* Start Passage given *

Over 300K is higher priced? God, I am jaded from FL. 300K is a 1BR condo here. 450-500K is a decent home. Anything over 500 is where it starts to get “nice”. I am sure those in CA are still trying to pick up their mouths from the keyboards after reading that. I think a garage in CA proably sells for more then 300K.
–
“At the same time, real estate agents say many buyers have falsely assumed the market is in free fall, and have submitted offers that grossly undercut asking prices.”
The only way to find out is to test the waters! Buyers can wait while the price reaches their level, either via free fall or slow grind down. In 2004-05 sellers waited until the market reached their asking price; In 2007-08 the reverse would start to happen.
Jas
“The only way to find out is to test the waters!”
Jas — I claim the auctions do exactly that, in the sense of providing a usefully tight lower bound on market value. The all important question, IMO, is how does one get their hands on auction results, when the REIC has a natural urge to hide them from view?
The only true numbers from Auction Results, is when the property actually changes hands, when the new owner has his deed recorded. I worked the RTC auctions in the 1990’s. Almost 30% of the winning bids, even at the RTC auctions, fell out. And these were Bank Owned REO’s. Based on the drop out rate from New Home Builders, and wouldn’t be surprised if 50 per cent of the winning bidders get “buyers remorse”.
Again, no numbers are real in real estate until the new deed is recorded.
“Almost 30% of the winning bids, even at the RTC auctions, fell out.”
Please meditate on my post above. Even if the deal falls out, the winning bid provides insight to current market value.
GetStucco,
Unless a decent percentage of those 30% that fell through were winning bids by shills who pressed the real potential buyers a bit too much. In which case auction prices can be a bit high, if anything.
Great point…
“In 2004-05 sellers waited until the market reached their asking price;”
What I saw then was not a matter of waiting, so much as underestimating the bid, which led to many bid wars at first listing. Now that I understand the power of subprime rocket fuel to inflate a household’s home purchase bid far above their ability to afford the home, this makes perfect sense.
In 2008-2009, I expect to see serial lowballing work as a close approximation to bid wars in reverse. If the market were a little freer, then a buyer could make simultaneous lowball offers on ten homes that interested him, setting the offer price in each case to reflect his subjective value of owning that particular home. If more than one of the ten offers was accepted, then the buyer could be like a kid in a candy store. If none were accepted, he could repeat the strategy a month later, after prices had dropped a bit further…
–
“What I saw then was not a matter of waiting, so much as underestimating the bid, which led to many bid wars at first listing.”
The real “smart” ones really did overprice and they learned that they were smarter than the rest!
Galbraith: “Genius is rising prices”!!
For lowballers of today the genius would prove to be falling prices.
Jas
“Buy later or be priced-in forever” (or what will seem like “forever”)

* End Passage given *

### [Task set]
- 1) In the housing discussion, condense the paragraph beginning "In 2008-2009, I expect to see serial lowballing" into a short bulleted list that keeps its main facts.
- 2) List every year or span of years mentioned in the housing discussion, each one once.
- 3) Write the next part of the housing discussion, following on from its final line.

* Start Records supplied *

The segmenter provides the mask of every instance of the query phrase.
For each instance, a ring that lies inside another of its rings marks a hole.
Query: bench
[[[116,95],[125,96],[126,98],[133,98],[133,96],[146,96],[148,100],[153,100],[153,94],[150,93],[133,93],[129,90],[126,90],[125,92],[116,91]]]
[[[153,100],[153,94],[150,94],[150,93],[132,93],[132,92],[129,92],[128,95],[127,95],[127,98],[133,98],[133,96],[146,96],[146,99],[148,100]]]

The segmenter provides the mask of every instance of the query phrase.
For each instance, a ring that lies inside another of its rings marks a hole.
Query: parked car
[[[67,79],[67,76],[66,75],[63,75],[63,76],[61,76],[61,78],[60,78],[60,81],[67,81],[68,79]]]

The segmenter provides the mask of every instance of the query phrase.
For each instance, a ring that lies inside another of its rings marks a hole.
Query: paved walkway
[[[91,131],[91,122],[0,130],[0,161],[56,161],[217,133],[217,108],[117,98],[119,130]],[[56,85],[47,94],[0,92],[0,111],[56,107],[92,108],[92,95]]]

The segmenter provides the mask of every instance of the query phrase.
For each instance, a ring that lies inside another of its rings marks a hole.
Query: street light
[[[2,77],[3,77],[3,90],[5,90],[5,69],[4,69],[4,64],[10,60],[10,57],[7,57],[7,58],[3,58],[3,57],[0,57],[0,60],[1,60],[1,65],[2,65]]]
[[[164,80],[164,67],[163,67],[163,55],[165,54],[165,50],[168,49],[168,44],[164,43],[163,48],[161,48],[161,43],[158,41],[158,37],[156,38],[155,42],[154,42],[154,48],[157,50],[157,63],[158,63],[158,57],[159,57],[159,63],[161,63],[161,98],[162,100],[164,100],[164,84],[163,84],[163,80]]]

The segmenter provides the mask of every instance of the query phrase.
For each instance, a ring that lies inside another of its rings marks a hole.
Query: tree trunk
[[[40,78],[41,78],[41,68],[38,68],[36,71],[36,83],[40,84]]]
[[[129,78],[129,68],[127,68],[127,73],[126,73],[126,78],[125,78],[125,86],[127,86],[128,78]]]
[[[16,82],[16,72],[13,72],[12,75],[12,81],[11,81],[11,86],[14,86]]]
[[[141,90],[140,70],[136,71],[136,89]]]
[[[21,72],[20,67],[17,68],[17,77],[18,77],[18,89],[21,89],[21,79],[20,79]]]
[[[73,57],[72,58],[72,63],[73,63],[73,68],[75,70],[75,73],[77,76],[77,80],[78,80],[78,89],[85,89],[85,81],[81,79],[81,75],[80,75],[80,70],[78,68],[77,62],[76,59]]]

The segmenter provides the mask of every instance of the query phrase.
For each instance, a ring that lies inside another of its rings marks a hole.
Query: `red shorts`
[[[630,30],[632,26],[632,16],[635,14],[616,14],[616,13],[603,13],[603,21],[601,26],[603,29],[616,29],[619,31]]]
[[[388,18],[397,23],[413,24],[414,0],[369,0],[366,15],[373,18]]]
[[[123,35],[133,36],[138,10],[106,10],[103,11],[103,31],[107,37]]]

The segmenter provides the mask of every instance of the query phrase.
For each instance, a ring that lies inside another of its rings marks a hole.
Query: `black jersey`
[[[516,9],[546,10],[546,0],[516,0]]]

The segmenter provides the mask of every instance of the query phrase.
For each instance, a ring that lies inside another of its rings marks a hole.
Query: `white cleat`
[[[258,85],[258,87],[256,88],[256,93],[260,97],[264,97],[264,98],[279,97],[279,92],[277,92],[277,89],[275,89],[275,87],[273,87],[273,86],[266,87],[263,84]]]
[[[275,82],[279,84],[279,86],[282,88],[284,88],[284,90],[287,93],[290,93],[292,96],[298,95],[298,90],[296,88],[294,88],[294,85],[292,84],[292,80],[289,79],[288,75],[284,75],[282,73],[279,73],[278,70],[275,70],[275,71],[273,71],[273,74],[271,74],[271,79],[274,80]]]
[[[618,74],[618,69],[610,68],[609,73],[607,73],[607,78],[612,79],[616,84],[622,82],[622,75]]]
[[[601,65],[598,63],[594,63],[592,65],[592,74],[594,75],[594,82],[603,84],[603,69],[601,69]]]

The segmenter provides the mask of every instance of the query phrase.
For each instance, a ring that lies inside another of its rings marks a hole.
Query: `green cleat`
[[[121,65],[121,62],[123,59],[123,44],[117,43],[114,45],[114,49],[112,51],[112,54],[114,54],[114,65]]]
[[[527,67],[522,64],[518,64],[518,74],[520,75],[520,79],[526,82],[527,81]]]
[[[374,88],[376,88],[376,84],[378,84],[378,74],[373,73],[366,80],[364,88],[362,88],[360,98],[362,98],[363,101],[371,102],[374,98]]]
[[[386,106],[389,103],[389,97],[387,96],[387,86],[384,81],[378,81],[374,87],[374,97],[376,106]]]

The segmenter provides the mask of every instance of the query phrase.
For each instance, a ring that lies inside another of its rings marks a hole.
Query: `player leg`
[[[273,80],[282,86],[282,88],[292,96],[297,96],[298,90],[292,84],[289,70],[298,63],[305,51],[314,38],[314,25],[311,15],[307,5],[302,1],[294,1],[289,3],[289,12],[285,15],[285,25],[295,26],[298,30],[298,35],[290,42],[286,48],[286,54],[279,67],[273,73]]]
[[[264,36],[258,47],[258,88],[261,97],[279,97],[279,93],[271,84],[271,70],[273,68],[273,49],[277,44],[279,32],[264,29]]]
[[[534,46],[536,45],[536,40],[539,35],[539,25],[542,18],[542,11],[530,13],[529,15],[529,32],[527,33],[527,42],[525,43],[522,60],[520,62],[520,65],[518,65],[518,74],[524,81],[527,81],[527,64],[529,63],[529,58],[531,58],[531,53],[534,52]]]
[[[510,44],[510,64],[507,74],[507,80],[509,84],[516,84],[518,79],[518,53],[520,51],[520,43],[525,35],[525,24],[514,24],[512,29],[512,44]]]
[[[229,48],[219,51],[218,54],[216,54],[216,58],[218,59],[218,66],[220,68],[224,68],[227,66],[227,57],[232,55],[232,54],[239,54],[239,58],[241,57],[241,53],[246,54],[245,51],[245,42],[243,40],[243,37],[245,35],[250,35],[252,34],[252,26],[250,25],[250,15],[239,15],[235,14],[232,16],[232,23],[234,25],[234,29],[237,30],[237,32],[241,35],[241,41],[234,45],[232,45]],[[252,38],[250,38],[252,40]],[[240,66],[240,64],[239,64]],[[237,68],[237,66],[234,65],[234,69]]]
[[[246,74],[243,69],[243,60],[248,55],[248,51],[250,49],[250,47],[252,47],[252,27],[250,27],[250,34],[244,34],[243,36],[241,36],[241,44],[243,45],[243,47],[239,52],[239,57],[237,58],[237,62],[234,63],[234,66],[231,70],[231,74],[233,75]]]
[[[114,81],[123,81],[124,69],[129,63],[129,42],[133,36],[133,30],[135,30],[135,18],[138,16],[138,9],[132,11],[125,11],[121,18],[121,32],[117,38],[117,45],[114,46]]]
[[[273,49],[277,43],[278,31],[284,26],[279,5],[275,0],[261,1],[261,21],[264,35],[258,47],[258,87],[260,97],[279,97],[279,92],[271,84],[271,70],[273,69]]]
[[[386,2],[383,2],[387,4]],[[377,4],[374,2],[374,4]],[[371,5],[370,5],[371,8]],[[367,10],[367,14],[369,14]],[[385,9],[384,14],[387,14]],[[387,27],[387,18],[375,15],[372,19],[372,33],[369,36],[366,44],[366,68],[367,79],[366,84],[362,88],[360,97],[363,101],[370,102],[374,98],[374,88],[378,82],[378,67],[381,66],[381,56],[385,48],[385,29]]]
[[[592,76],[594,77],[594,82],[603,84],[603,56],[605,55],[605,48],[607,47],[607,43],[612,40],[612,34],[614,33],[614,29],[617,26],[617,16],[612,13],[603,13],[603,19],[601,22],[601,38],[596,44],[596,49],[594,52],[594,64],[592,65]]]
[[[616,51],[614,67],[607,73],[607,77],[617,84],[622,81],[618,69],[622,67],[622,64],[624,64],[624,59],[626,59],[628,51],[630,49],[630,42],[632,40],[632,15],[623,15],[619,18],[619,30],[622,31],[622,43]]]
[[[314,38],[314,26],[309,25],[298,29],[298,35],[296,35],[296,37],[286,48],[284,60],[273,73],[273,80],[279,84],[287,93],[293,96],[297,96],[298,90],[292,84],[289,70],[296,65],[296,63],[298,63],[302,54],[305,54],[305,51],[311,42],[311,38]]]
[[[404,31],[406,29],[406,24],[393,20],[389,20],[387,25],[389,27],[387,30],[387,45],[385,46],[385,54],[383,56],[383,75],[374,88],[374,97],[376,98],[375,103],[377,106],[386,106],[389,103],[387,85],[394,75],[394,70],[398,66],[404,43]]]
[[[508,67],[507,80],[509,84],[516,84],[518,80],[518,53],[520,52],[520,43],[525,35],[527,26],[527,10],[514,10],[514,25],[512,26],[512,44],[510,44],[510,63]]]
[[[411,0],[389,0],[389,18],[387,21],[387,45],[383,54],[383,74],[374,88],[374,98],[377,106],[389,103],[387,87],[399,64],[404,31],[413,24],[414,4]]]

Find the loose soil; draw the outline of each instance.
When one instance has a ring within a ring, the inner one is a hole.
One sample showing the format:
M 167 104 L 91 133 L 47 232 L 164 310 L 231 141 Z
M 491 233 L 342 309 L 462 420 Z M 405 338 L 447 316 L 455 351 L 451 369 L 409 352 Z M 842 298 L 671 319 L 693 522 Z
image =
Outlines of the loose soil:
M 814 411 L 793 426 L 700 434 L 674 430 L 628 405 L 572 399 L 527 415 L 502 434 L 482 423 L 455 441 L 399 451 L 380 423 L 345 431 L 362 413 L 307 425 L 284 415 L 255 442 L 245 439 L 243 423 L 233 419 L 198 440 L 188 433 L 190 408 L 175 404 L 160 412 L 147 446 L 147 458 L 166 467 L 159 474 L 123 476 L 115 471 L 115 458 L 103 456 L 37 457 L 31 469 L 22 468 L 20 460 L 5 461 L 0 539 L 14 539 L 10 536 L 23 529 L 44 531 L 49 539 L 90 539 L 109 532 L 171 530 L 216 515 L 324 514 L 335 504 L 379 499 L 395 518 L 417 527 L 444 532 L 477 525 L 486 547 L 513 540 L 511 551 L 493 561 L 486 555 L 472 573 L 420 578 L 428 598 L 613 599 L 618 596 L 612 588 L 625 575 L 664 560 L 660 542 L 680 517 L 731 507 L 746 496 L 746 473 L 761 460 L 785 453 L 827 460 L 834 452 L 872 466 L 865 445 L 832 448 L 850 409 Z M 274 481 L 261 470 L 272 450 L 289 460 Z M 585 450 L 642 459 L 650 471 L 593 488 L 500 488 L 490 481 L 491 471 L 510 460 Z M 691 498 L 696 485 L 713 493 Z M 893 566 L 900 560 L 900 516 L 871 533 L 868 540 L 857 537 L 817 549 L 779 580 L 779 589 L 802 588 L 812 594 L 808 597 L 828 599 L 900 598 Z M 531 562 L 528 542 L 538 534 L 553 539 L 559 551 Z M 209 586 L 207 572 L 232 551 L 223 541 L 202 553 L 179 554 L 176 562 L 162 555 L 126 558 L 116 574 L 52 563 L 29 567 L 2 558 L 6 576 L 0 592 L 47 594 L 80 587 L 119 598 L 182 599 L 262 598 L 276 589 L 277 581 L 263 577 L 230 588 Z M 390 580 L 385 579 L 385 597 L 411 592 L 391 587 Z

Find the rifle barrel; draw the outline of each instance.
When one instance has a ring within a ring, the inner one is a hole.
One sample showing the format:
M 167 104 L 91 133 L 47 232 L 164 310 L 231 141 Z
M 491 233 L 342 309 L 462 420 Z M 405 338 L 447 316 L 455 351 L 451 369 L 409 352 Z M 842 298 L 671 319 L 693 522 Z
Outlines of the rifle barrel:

* End Records supplied *

### [Answers per task]
- 1)
- In 2008-2009, serial lowballing is expected to work roughly like bid wars in reverse.
- In a freer market, a buyer could make lowball offers on ten homes at once, each priced to his own sense of that home's value.
- If more than one offer were accepted, the buyer could choose among them.
- If none were accepted, he could try again a month later, once prices had fallen further.

- 2)
- 2004-05
- 2007-08
- 1990's
- 2008-2009

- 3)
Buyers should play the fake bid game in reverse. Have friends/family put in fake lowball bids to make your lowball bid look better
When I wear my evil thinking hat I think that if I was looking to lowball a property I would have someone place a high bid with a 6 month closing which they cancel at the 11th hour to make all other offers seem low and to tie the property up while prices drop further.
The key fact that many sellers don’t like to think about: In a falling market, you are throwing away money every month you spend owning instead of renting! Corollary: not too many renters are going to be interested in buying in this market!
Buyers can wait, sellers might be able to wait, but RE agents can’t wait at all. They’re screwed w/o transactions and they know it. These guys are actually the ones sounding a little desparate.
desperate, of course
another day, and we have more sellers being insulted by offers.
if these are the only offers out there that is the going rate buddy!
ride this train wreck to the bottom you greedy fool
These prices in those areas mystify me. Allentown is a dump. Here are some crime stats: http://allentown.areaconnect.com/crime1.htm
And a 1/2 acre in Bethlehem Twp.? Big whoop!
I looked a motels online for Allentown….one reviewer noted that the reservation desk was behind bullet proof glass - we decided to drive straight on through.
i have heard to it refered to as the “ghetto in the woods”
Is this the same Allentown that Billy Joel sang about back in the early 80’s?
http://www.youtube.com/watch?v=t4fajzslVxA
Isn’t this where they filmed The Deer Hunter, with de Niro and Christopher Walken?
I go to Allentown for Dick Blick.
I’m almost afraid to ask but what is “Dick Blick”?
I thought anitbiotics cured that.
agghh!
It’s an art store…
Dick Blick
Maybe you’re thinking of Blick’s Dick?
“These prices in those areas mystify me.”
Subprime loans help buyers stretch their household wealth to buy at prices they cannot afford. Mystery solved.
The homes shouldn’t be priced anywhere near what they are, though. This is so insane.
–
“This is so insane.”
Insanity is in the mind of the beholder!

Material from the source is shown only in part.